▸ **Task requirements**
Show every line of the data that contains the word "fabric". Case counts.

▸ **Dataset records**

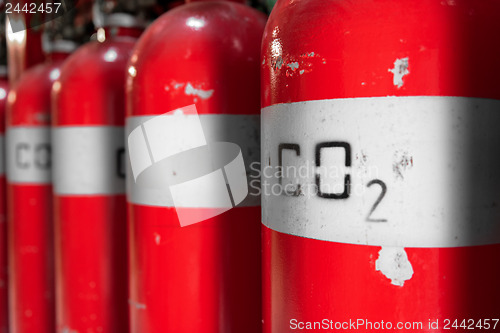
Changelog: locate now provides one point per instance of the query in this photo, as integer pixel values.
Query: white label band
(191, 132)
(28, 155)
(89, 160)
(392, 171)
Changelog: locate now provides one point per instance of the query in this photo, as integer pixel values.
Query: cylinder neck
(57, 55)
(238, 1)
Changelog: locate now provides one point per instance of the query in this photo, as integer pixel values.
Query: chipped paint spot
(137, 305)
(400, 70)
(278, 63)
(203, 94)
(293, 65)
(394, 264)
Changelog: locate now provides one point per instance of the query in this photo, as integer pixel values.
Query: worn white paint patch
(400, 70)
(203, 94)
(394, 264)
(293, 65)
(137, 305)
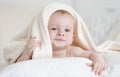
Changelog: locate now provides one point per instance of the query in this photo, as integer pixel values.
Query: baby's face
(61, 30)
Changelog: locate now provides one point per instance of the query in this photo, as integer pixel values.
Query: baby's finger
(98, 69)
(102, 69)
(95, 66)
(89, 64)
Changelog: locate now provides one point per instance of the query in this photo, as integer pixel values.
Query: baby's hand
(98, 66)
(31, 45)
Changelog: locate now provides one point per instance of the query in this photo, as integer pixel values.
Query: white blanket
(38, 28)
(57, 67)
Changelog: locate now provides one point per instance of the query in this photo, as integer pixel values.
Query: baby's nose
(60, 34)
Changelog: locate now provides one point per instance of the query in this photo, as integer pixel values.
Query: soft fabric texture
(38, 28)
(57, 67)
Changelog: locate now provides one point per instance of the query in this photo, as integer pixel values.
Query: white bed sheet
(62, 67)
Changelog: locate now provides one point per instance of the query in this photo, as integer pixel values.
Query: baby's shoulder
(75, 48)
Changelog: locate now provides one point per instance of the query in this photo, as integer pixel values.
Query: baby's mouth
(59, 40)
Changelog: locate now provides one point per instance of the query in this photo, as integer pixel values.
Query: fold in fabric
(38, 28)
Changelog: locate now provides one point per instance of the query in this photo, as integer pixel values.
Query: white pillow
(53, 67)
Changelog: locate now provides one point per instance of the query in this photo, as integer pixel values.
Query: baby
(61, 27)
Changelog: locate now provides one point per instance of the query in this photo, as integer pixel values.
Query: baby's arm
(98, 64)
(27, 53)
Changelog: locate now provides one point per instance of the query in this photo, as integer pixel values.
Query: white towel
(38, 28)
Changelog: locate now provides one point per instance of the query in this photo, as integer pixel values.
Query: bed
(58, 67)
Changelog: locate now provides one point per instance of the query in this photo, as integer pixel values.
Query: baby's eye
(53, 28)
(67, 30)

---

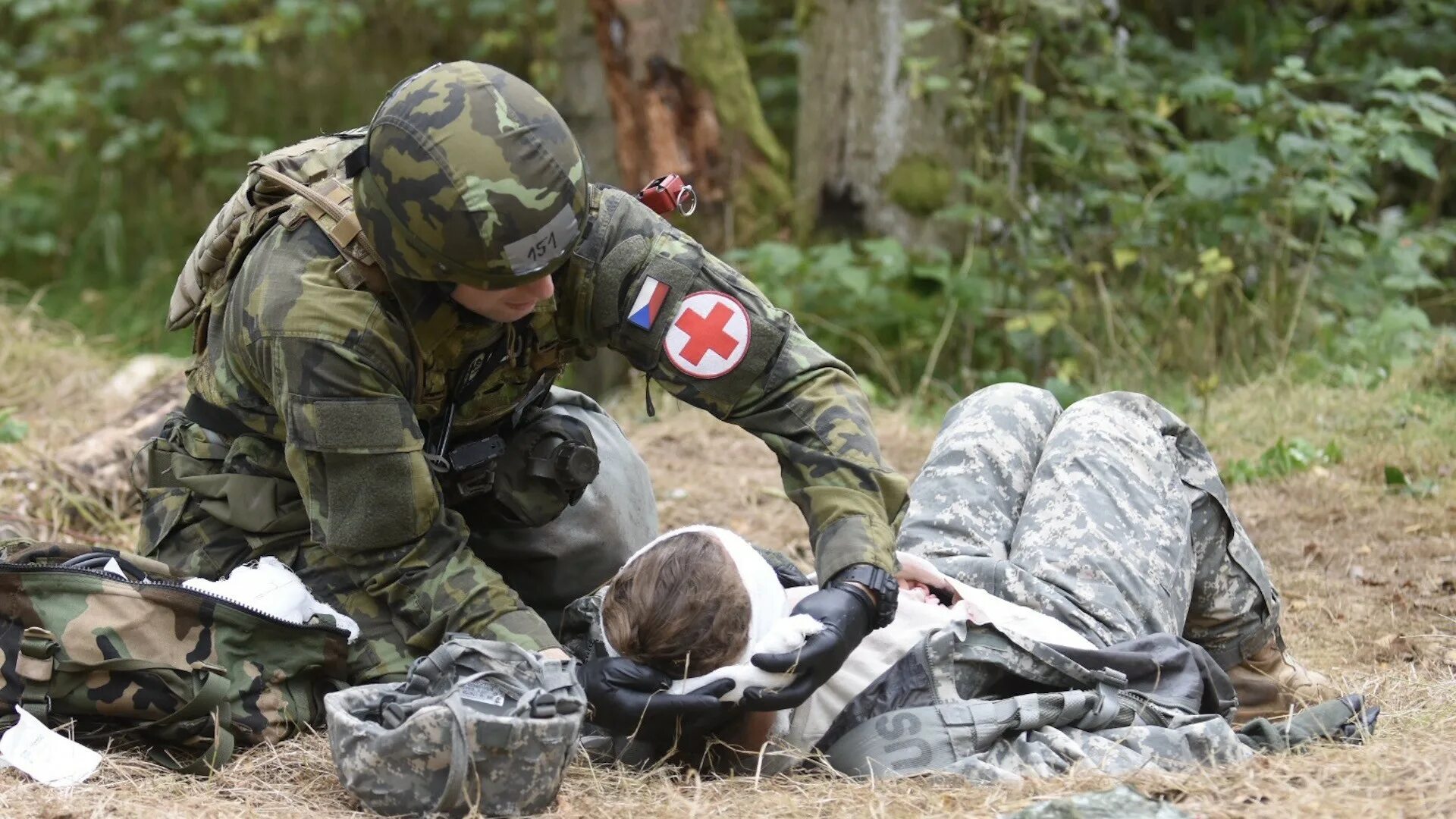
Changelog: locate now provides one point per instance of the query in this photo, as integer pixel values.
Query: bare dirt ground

▸ **Solution**
Query: soft fabric texture
Query: fold in fabric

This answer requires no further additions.